╭─ DATA FOR THE TASK

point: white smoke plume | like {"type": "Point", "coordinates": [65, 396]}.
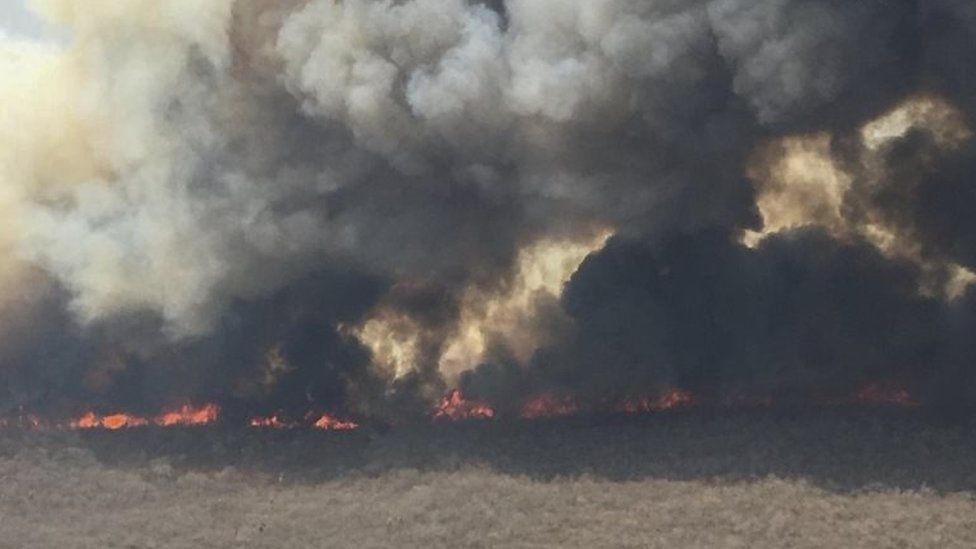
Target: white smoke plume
{"type": "Point", "coordinates": [176, 174]}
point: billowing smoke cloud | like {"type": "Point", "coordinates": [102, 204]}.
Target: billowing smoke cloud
{"type": "Point", "coordinates": [341, 204]}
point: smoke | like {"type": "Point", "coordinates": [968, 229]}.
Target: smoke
{"type": "Point", "coordinates": [347, 204]}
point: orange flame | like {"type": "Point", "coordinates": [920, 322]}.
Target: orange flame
{"type": "Point", "coordinates": [270, 422]}
{"type": "Point", "coordinates": [188, 415]}
{"type": "Point", "coordinates": [453, 406]}
{"type": "Point", "coordinates": [329, 423]}
{"type": "Point", "coordinates": [112, 422]}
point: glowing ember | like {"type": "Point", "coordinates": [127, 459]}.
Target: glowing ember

╰─

WRITTEN PROBLEM: Rewrite all of the records, switching every "Target" to "Label" and keeping everything else unchanged. Omit the pictures from your version.

FULL SOLUTION:
point: white smoke plume | like {"type": "Point", "coordinates": [65, 396]}.
Label: white smoke plume
{"type": "Point", "coordinates": [176, 174]}
point: billowing smoke cloud | like {"type": "Point", "coordinates": [102, 204]}.
Label: billowing smoke cloud
{"type": "Point", "coordinates": [341, 204]}
point: smoke | like {"type": "Point", "coordinates": [968, 229]}.
Label: smoke
{"type": "Point", "coordinates": [347, 204]}
point: orange flame | like {"type": "Point", "coordinates": [920, 322]}.
Label: orange flame
{"type": "Point", "coordinates": [270, 422]}
{"type": "Point", "coordinates": [188, 415]}
{"type": "Point", "coordinates": [453, 406]}
{"type": "Point", "coordinates": [329, 423]}
{"type": "Point", "coordinates": [112, 422]}
point: glowing ember | like {"type": "Point", "coordinates": [127, 459]}.
Label: glowing ember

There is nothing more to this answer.